Action item:
Lines before the one containing "Check that one keypoint sits on every instance of the shrub;" are left out; that line and all after it, through the end of the records, must be transcribed exactly.

(Entries taken from a collection)
========================================

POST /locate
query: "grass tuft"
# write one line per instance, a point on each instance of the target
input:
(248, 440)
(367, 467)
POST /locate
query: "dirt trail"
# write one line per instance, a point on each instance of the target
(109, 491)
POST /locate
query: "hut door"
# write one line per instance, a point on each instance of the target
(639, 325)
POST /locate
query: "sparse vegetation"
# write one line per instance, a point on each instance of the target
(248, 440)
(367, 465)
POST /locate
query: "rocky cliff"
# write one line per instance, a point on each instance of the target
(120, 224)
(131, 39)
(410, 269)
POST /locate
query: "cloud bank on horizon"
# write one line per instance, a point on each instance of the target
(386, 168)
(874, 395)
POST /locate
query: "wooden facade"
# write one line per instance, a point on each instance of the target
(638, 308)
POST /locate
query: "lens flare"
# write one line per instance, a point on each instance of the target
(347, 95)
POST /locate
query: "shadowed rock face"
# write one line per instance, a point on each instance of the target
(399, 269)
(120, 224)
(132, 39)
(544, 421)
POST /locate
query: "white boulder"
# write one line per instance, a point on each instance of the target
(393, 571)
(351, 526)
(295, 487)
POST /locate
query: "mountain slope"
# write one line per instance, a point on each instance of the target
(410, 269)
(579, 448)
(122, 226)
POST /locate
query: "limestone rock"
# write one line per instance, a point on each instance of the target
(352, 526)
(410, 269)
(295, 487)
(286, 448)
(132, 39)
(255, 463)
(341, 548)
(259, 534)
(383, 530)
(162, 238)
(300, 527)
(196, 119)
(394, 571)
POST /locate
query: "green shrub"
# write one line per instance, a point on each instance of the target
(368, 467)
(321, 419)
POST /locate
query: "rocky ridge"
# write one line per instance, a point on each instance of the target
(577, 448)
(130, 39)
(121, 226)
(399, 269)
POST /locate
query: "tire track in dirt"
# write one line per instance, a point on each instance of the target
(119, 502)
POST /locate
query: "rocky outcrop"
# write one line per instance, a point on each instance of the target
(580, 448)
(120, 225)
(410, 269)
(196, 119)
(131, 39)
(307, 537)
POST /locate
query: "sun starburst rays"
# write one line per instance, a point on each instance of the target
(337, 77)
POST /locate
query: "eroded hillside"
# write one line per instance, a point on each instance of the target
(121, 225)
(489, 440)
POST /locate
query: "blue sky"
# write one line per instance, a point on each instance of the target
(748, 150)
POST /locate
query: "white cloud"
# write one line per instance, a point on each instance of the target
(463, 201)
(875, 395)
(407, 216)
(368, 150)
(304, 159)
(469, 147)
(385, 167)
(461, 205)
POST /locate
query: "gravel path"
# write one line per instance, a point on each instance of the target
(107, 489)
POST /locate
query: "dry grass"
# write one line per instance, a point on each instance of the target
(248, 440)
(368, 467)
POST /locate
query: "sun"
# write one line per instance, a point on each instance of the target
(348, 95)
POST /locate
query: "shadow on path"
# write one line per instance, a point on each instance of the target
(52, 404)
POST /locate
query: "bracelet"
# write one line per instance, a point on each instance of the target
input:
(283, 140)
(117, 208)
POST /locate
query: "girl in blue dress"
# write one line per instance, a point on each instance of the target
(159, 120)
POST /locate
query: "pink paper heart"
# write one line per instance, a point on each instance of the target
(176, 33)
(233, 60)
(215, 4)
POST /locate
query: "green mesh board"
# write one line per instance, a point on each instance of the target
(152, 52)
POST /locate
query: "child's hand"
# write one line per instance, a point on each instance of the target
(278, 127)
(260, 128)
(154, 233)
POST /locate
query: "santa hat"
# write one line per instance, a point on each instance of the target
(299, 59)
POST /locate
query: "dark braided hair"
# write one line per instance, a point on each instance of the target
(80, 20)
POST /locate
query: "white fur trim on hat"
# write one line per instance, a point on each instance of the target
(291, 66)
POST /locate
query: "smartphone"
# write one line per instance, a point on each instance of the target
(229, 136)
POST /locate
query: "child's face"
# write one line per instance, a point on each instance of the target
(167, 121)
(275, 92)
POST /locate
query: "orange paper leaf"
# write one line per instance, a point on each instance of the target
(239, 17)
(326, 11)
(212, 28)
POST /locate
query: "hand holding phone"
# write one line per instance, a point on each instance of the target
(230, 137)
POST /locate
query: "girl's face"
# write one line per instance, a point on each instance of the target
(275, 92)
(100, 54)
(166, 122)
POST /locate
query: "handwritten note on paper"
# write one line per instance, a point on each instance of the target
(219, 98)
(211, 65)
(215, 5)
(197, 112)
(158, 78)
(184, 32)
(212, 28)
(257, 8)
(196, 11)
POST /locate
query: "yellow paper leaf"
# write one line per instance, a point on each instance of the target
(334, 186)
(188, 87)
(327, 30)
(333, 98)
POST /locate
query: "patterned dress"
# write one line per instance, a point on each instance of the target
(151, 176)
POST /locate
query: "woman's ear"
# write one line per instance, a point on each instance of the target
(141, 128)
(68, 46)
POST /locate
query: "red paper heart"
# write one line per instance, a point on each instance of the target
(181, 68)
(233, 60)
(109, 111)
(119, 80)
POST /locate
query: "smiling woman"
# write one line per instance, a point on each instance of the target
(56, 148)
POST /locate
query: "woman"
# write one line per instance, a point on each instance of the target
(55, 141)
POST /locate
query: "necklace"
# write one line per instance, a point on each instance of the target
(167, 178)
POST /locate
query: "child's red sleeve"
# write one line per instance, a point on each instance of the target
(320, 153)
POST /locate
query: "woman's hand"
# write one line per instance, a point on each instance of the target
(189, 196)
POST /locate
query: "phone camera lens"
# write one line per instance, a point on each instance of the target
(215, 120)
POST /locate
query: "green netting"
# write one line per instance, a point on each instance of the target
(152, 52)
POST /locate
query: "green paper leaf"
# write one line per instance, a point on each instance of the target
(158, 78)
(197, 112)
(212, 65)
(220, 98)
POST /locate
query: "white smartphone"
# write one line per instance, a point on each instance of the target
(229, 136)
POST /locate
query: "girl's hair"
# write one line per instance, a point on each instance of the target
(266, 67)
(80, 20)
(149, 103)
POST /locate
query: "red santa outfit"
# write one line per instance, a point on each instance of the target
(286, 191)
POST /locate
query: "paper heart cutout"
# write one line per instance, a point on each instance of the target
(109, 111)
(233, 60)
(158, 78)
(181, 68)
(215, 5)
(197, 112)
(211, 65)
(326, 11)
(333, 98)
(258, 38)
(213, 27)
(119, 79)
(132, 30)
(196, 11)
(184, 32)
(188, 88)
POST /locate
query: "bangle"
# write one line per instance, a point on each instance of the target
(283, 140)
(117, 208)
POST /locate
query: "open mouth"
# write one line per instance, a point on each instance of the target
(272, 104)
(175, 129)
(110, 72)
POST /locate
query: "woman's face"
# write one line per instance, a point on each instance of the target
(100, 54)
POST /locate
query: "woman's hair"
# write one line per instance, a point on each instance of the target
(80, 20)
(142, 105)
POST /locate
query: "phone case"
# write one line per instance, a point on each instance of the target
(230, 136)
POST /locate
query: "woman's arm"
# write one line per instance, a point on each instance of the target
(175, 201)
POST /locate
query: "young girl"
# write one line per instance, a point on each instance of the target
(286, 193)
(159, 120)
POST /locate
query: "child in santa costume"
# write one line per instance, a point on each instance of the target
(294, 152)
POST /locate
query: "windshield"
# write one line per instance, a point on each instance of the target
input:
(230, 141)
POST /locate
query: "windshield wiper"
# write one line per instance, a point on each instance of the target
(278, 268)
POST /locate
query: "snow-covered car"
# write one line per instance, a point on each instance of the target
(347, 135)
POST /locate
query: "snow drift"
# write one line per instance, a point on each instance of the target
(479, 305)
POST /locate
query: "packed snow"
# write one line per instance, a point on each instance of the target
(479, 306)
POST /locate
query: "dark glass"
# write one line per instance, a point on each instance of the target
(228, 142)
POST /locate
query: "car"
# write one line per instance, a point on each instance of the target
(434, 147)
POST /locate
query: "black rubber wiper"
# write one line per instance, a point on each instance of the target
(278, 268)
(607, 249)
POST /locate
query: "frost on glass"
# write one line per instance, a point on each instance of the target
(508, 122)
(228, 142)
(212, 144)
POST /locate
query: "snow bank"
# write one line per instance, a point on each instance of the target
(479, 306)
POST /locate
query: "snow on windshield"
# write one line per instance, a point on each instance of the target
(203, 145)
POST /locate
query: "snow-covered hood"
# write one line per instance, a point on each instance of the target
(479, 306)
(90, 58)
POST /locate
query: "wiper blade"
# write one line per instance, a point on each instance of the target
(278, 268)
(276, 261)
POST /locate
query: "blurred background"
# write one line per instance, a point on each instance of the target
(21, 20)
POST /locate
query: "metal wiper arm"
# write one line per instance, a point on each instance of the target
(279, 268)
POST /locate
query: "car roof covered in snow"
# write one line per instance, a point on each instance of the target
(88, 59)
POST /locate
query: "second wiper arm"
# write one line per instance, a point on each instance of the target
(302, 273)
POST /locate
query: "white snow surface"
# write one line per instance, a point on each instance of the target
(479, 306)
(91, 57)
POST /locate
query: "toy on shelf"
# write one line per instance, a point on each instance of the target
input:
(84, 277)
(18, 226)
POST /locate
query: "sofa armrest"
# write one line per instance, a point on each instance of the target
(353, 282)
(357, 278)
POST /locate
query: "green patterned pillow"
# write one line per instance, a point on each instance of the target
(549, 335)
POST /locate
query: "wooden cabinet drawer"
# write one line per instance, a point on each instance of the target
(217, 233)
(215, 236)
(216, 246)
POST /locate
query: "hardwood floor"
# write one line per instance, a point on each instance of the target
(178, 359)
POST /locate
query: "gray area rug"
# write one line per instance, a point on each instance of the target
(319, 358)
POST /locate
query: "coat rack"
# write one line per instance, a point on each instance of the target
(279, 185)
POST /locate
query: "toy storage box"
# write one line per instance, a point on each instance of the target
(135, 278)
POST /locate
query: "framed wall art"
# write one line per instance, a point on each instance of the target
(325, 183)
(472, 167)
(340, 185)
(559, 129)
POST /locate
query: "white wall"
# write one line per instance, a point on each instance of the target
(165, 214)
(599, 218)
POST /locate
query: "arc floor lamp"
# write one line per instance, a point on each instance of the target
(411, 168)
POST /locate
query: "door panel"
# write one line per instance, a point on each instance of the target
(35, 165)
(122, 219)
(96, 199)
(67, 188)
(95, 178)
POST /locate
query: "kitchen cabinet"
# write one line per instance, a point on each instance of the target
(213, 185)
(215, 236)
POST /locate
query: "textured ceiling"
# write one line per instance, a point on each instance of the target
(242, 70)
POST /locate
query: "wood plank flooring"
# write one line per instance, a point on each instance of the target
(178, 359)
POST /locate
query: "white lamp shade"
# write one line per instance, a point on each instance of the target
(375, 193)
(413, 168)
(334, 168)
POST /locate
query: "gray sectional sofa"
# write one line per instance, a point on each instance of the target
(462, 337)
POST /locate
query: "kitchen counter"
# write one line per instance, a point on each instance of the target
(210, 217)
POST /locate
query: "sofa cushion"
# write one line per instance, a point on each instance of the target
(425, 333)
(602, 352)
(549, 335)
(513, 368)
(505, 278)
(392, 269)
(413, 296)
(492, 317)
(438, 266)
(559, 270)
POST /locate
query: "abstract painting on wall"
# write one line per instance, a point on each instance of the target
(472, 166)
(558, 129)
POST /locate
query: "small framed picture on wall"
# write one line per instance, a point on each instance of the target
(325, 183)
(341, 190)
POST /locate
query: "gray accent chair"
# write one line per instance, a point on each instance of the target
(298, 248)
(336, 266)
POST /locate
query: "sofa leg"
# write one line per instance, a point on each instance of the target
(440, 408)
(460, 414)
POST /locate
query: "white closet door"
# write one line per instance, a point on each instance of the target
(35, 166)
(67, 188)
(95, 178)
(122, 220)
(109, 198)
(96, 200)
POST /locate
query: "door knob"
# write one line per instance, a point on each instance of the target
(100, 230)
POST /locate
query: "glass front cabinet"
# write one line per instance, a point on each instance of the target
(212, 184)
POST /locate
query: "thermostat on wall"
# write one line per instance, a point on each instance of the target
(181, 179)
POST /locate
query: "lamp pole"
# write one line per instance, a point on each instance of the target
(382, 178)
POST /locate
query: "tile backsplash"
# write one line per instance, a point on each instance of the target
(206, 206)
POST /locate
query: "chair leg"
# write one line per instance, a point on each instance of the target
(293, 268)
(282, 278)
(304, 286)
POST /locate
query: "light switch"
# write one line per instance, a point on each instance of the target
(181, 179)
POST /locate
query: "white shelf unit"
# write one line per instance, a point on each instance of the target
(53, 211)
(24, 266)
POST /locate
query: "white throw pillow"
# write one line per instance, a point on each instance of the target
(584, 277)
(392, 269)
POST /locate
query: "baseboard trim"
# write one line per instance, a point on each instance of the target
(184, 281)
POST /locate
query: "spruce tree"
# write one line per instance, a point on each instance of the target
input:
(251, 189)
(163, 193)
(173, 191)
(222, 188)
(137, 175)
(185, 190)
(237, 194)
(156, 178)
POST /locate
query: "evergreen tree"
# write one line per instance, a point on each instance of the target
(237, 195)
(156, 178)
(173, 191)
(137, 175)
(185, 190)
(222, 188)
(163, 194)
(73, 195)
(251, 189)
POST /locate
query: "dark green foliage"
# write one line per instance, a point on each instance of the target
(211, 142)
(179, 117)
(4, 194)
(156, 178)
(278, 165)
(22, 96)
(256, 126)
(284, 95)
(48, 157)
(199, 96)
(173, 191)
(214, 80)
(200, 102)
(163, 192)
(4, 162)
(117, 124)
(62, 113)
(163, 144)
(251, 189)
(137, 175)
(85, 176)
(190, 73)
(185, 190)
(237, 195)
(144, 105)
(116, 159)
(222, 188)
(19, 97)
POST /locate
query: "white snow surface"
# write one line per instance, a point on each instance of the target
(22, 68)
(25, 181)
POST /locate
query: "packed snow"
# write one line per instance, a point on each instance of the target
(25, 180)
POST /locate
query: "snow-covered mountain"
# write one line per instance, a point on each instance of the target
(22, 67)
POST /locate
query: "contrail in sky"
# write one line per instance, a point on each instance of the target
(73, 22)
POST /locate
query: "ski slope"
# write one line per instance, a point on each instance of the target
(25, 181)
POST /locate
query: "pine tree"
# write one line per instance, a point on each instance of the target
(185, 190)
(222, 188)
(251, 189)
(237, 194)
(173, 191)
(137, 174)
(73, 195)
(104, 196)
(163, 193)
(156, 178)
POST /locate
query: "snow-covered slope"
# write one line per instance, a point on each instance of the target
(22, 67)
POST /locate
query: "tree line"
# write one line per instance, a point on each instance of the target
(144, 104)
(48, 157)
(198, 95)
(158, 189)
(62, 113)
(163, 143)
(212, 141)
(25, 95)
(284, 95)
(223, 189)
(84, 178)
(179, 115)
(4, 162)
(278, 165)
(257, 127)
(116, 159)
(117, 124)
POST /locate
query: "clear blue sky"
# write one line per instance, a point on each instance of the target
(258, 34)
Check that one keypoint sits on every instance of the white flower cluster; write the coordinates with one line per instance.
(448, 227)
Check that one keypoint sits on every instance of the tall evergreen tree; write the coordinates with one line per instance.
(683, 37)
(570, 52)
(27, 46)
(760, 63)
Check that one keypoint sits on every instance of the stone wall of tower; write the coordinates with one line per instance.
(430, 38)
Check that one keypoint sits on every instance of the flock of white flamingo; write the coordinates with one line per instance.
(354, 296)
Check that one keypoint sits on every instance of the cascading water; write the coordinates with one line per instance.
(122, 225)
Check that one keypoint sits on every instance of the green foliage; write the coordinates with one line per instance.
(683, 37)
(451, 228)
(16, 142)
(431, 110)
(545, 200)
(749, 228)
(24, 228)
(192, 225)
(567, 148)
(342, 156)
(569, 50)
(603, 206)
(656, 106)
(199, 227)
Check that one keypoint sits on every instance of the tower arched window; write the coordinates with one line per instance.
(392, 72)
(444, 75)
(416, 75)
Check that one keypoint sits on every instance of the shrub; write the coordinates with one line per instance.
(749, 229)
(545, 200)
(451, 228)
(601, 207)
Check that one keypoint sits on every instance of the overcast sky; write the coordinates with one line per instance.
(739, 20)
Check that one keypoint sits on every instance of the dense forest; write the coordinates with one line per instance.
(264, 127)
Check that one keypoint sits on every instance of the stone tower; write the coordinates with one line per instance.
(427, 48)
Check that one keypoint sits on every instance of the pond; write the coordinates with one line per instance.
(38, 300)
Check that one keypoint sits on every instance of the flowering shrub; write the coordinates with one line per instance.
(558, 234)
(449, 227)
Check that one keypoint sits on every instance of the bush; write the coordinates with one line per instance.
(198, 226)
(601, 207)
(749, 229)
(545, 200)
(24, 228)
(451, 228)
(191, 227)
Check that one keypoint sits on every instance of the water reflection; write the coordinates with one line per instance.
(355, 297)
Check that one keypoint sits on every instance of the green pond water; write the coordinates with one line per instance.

========================================

Solution to the problem:
Check that one keypoint sits on every instance of the shrub; write the coordinates with one line per instance.
(749, 229)
(545, 200)
(451, 228)
(601, 207)
Check that one keypoint sits on every instance of the overcast sky; write the coordinates with one line per instance.
(739, 20)
Check that one keypoint sits on every instance of the dense forest; write the coordinates with one line per instance.
(264, 127)
Check that one keypoint sits on every instance of the stone tower; write the coordinates with one line per instance.
(427, 48)
Check that one keypoint sits on every instance of the pond; write the coordinates with one line per instance.
(38, 300)
Check that one keypoint sits on every instance of the flowering shrub; write the coordinates with one line per instance.
(558, 234)
(449, 227)
Check that one keypoint sits on every instance of the bush; write the coordinates with one line per instance.
(198, 226)
(601, 207)
(749, 229)
(545, 200)
(24, 228)
(451, 228)
(191, 227)
Check that one keypoint sits on every instance of the water reflection; write the coordinates with one line per instance.
(355, 297)
Check that one keypoint sits on every instance of the green pond water; write the coordinates with one line per instance.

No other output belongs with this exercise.